[Opening INPUT section]
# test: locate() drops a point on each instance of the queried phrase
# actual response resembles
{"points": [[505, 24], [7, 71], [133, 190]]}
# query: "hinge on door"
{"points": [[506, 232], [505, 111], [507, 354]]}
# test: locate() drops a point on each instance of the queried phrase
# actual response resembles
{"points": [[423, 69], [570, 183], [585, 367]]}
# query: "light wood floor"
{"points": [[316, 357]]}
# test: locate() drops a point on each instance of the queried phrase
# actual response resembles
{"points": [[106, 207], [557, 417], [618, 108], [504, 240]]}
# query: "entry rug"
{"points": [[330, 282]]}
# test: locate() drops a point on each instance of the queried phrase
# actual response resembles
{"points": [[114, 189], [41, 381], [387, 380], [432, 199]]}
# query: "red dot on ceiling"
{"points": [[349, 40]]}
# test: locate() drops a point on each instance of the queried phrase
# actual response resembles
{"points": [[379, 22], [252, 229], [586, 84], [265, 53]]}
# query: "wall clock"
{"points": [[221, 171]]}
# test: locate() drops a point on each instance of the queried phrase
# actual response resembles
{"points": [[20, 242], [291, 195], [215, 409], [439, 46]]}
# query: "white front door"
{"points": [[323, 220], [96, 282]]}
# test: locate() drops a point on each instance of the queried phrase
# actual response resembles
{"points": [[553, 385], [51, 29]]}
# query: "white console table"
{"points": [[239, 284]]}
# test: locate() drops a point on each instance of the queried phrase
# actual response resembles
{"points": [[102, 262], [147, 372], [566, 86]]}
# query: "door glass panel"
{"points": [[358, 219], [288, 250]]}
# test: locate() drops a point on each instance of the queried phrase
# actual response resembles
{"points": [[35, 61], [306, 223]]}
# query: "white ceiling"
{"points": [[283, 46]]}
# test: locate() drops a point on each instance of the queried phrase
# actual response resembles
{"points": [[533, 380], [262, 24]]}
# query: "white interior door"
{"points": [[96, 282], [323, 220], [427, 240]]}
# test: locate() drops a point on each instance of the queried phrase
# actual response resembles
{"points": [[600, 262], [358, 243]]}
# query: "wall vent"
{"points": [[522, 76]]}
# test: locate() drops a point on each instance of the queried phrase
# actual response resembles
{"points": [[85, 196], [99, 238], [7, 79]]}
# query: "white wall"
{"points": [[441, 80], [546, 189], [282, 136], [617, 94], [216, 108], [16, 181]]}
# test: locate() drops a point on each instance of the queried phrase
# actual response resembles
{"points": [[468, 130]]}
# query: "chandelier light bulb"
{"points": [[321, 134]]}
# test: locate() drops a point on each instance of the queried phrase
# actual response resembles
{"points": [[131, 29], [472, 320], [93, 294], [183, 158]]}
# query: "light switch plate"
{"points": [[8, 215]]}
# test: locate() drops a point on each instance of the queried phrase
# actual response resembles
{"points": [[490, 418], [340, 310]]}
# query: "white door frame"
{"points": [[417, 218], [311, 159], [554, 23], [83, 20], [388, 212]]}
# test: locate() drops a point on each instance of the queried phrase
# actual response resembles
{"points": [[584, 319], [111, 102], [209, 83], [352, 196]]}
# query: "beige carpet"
[Closing INPUT section]
▶ _WHAT YOU WILL DO_:
The entries shown above must be restated word for word.

▶ _ANSWER TO THIS PROBLEM_:
# test: locate() drops a point on each instance of the queried phrase
# actual response resembles
{"points": [[505, 24], [7, 71], [133, 190]]}
# query: "hinge on door"
{"points": [[506, 232], [505, 111], [507, 354]]}
# test: locate() drops a point on each instance of the queried phrase
# actual response resembles
{"points": [[423, 69], [570, 183], [585, 367]]}
# query: "light wood floor"
{"points": [[316, 357]]}
# test: locate() drops a point on each instance of the queried phrase
# actual response resembles
{"points": [[106, 207], [557, 417], [618, 108], [504, 240]]}
# query: "entry rug"
{"points": [[330, 282]]}
# test: locate() drops a point on each instance of the queried phrase
# actual response resembles
{"points": [[114, 189], [41, 381], [387, 380], [432, 199]]}
# query: "red dot on ceiling"
{"points": [[349, 40]]}
# test: locate() drops a point on each instance of the queried phrase
# actual response resembles
{"points": [[379, 22], [252, 229], [586, 84], [265, 53]]}
# query: "wall clock"
{"points": [[221, 171]]}
# test: locate() drops a point on each instance of the queried phrase
# actual response resembles
{"points": [[20, 242], [291, 195], [215, 409], [439, 46]]}
# query: "white front door"
{"points": [[323, 220], [96, 282]]}
# test: locate() drops a point on each instance of the queried phrase
# actual response resembles
{"points": [[553, 385], [51, 29]]}
# query: "white console table"
{"points": [[239, 284]]}
# test: locate() drops a point on each instance of the queried phrase
# actual response resembles
{"points": [[102, 262], [147, 372], [566, 86]]}
# query: "door glass panel"
{"points": [[358, 219], [288, 250]]}
# test: locate() drops a point on each instance of the queried phrase
# actual response resembles
{"points": [[35, 61], [306, 223]]}
# query: "white ceiling"
{"points": [[283, 46]]}
# test: locate() drops a point on each instance of the queried phrase
# actual response resembles
{"points": [[533, 380], [262, 24]]}
# query: "white interior door"
{"points": [[96, 282], [323, 220], [427, 240]]}
# test: locate() drops a point on each instance of the queried phrase
# actual response resembles
{"points": [[600, 262], [358, 243]]}
# query: "wall vent"
{"points": [[522, 76]]}
# test: locate() drops a point on each instance of the queried phrase
# actual response resembles
{"points": [[85, 196], [99, 238], [7, 79]]}
# query: "white wall"
{"points": [[441, 80], [546, 189], [282, 136], [617, 94], [216, 108], [16, 181]]}
# test: locate() drops a point on each instance of the queried phrase
# actual response resembles
{"points": [[468, 130]]}
# query: "chandelier light bulb"
{"points": [[321, 134]]}
# test: locate() drops a point on each instance of the queried phrase
# actual response resembles
{"points": [[131, 29], [472, 320], [93, 294], [183, 158]]}
# query: "light switch plate"
{"points": [[8, 215]]}
# test: locate() drops a point on each instance of the queried phrase
# actual response resembles
{"points": [[490, 418], [340, 310]]}
# query: "white door frame"
{"points": [[417, 218], [311, 159], [554, 23], [83, 20], [388, 212]]}
# test: locate() drops a point on each instance of the queried phrase
# actual response resembles
{"points": [[584, 319], [111, 102], [209, 83], [352, 196]]}
# query: "beige carpet"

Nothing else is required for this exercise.